### Given information
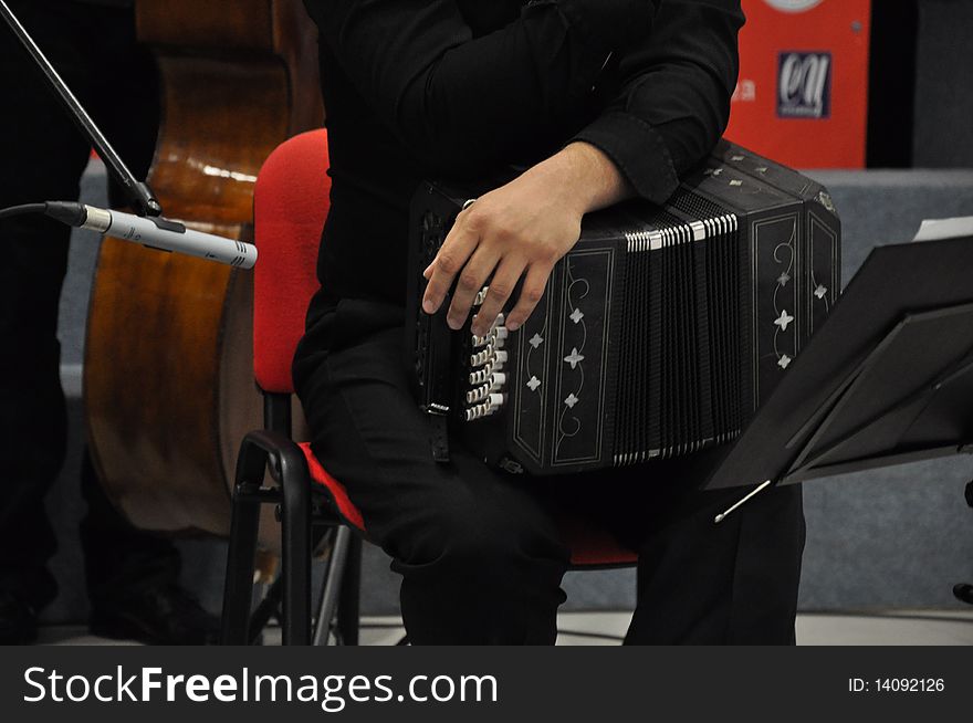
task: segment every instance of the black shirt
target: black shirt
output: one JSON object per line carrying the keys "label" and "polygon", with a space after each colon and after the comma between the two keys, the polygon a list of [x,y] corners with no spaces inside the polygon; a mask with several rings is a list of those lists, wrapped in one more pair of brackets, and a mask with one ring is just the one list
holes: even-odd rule
{"label": "black shirt", "polygon": [[666,200],[725,128],[740,0],[305,0],[321,31],[332,208],[323,297],[402,304],[423,178],[484,178],[572,139]]}

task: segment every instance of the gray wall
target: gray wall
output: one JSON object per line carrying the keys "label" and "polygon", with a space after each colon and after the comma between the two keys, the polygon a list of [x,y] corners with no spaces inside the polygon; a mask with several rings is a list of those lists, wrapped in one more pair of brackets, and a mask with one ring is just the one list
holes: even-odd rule
{"label": "gray wall", "polygon": [[[973,171],[868,171],[815,174],[830,188],[845,226],[845,280],[876,244],[908,241],[927,217],[973,216]],[[103,169],[84,181],[90,202],[102,201]],[[49,500],[61,537],[54,567],[62,593],[51,620],[82,619],[86,610],[76,525],[81,408],[79,367],[97,239],[75,239],[62,298],[64,376],[72,397],[72,452]],[[973,277],[973,274],[971,274]],[[971,282],[973,283],[973,282]],[[124,343],[124,340],[119,340]],[[808,539],[802,578],[804,609],[951,607],[952,585],[973,580],[973,510],[963,485],[973,460],[953,459],[806,485]],[[179,543],[186,551],[186,584],[212,609],[219,605],[224,544]],[[366,612],[397,609],[397,580],[388,560],[369,551]],[[568,605],[627,608],[634,605],[631,570],[574,573],[565,581]]]}

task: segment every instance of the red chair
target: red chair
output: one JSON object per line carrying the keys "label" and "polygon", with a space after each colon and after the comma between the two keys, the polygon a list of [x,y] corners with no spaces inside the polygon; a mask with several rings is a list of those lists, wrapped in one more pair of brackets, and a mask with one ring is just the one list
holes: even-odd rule
{"label": "red chair", "polygon": [[[347,645],[358,638],[360,545],[362,537],[367,537],[367,521],[341,482],[314,458],[310,446],[291,439],[291,360],[304,331],[307,303],[318,289],[317,248],[331,190],[326,168],[327,134],[313,130],[274,150],[257,180],[254,237],[260,259],[253,277],[253,373],[264,396],[264,430],[244,438],[237,462],[223,643],[251,641],[275,610],[278,591],[283,597],[284,645],[312,641],[313,527],[324,527],[332,535],[314,641],[325,642],[332,630]],[[264,486],[266,471],[275,485]],[[261,608],[251,615],[262,504],[275,504],[280,510],[282,573]],[[575,566],[635,563],[635,555],[606,533],[577,520],[563,520],[562,524]]]}

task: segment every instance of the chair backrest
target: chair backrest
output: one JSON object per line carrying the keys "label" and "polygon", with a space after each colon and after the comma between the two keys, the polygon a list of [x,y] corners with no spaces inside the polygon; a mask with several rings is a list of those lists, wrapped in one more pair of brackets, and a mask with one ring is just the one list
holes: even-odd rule
{"label": "chair backrest", "polygon": [[320,287],[317,249],[331,195],[327,167],[327,132],[311,130],[281,144],[257,178],[253,375],[266,392],[294,390],[291,360],[304,334],[307,303]]}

### Challenge
Switch every "segment" in the entries above to "outline" and give the entries again with nothing else changed, leaving out the pictures.

### Written solution
task: outline every instance of the black shirt
target: black shirt
output: one JSON object per line carrying the keys "label" and "polygon", with a space after each colon and after the comma between the two keys, the polygon a list of [x,y] corners with no spaces inside the polygon; a mask with several rings is a list of those lists, wrapped in one more pair of brackets, and a mask with one ring is just the one list
holes: even-odd rule
{"label": "black shirt", "polygon": [[666,200],[725,128],[740,0],[305,0],[321,31],[332,208],[323,297],[402,304],[423,178],[484,178],[572,139]]}

task: outline every instance of the gray wall
target: gray wall
output: one JSON object per line carrying the keys "label" and "polygon", with a space after each colon and after the comma between the two keys, the polygon a list of [x,y] corners with no spaces inside the polygon; a mask with several rings is a list of those lists, wrapped in one more pair of brackets, and a mask with one ring is just the one list
holes: even-odd rule
{"label": "gray wall", "polygon": [[[973,171],[868,171],[815,174],[830,188],[845,226],[845,280],[876,244],[908,241],[927,217],[973,216]],[[103,169],[84,181],[90,202],[102,201]],[[49,500],[61,537],[54,567],[62,593],[51,620],[82,619],[86,610],[76,525],[81,408],[79,367],[97,239],[75,239],[62,298],[64,376],[72,397],[72,452]],[[973,277],[973,274],[971,274]],[[971,282],[973,283],[973,282]],[[124,343],[124,340],[119,340]],[[808,539],[802,578],[804,609],[951,607],[952,585],[973,580],[973,510],[963,485],[973,460],[953,459],[806,485]],[[179,543],[186,551],[186,584],[212,609],[219,605],[224,544]],[[366,612],[397,609],[397,580],[388,560],[369,551]],[[568,605],[627,608],[634,605],[631,570],[574,573],[565,581]]]}

task: outline every instance of the red chair
target: red chair
output: one JSON object per line carrying the keys "label" and "polygon", with a space after each colon and after the comma between the two keys, the polygon a list of [x,y] corners with no spaces inside the polygon; a mask with several rings is a list of those lists, wrapped in one more pair of brackets, and a mask with one ring is just the one list
holes: even-odd rule
{"label": "red chair", "polygon": [[[347,645],[358,638],[360,545],[362,537],[367,537],[367,521],[341,482],[314,458],[310,446],[291,439],[291,360],[304,331],[307,303],[318,289],[317,248],[331,190],[326,168],[327,134],[313,130],[274,150],[257,180],[254,237],[260,259],[253,277],[253,373],[264,396],[264,430],[244,438],[237,462],[223,643],[251,641],[275,610],[278,591],[283,597],[284,645],[312,641],[313,527],[324,527],[332,535],[314,641],[325,642],[332,630]],[[264,486],[266,471],[275,485]],[[261,608],[251,615],[262,504],[275,504],[280,510],[282,573]],[[575,566],[635,563],[635,555],[606,533],[577,520],[563,520],[562,524]]]}

task: outline every instance of the chair backrest
target: chair backrest
output: one JSON object per line carrying the keys "label" and "polygon", with a space after each colon and after the comma between the two keys, the polygon a list of [x,y] corners with no spaces inside the polygon; a mask with several rings is a list of those lists, wrapped in one more pair of brackets, and a mask with one ring is just the one list
holes: even-odd rule
{"label": "chair backrest", "polygon": [[320,287],[317,249],[331,195],[327,167],[327,132],[311,130],[281,144],[257,178],[253,375],[266,392],[294,390],[291,360],[304,334],[307,303]]}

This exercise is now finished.